(Image point grounding data)
[Start of Attachment]
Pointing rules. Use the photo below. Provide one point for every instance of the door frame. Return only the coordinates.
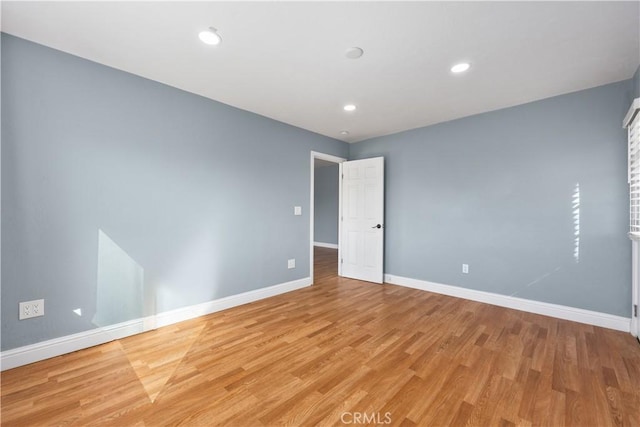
(333, 159)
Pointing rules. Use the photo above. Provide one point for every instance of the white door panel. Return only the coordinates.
(362, 242)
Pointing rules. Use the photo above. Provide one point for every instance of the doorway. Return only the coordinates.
(325, 226)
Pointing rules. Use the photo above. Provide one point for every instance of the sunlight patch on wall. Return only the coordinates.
(576, 222)
(193, 272)
(120, 289)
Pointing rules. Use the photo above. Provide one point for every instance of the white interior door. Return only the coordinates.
(362, 220)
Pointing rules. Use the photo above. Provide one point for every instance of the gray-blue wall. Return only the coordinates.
(326, 205)
(192, 195)
(496, 191)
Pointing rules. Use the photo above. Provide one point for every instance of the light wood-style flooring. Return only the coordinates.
(338, 352)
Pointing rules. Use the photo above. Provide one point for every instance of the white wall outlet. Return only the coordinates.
(30, 309)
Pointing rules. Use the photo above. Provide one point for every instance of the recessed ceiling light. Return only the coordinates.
(210, 36)
(461, 67)
(354, 52)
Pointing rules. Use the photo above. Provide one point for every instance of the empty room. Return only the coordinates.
(320, 213)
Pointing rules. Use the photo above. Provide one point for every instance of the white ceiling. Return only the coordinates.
(285, 60)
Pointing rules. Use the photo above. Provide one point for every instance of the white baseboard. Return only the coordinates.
(547, 309)
(326, 245)
(55, 347)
[End of Attachment]
ACTIVITY: Copying begins at the line that holds "ceiling. Return only the coordinates." and ends at the last line of the data above, with both included and each line kept exactly.

EXERCISE RESULT:
Pointing rules. Use the photo above. Provide one point for every instance of the white ceiling. Return only the coordinates.
(285, 60)
Pointing rules. Use the photo above. Provide one point for every instance of the white baseboard. Return only the coordinates.
(547, 309)
(326, 245)
(55, 347)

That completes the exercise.